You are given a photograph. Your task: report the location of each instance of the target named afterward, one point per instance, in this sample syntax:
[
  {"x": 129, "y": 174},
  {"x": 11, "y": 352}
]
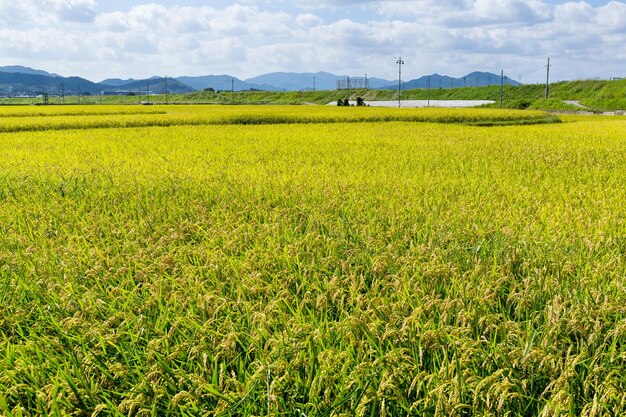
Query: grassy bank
[{"x": 597, "y": 95}]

● **WHAT THE EXERCISE ASKS**
Exclude the pictures and reproduce every entry exactly.

● **RESULT FOR THIS EXERCISE**
You are given a photograph. Your task: report the location of each instance of the target named afterward, one point per instance, in this sample syntax:
[
  {"x": 129, "y": 174},
  {"x": 11, "y": 352}
]
Query: grassy bank
[{"x": 597, "y": 95}]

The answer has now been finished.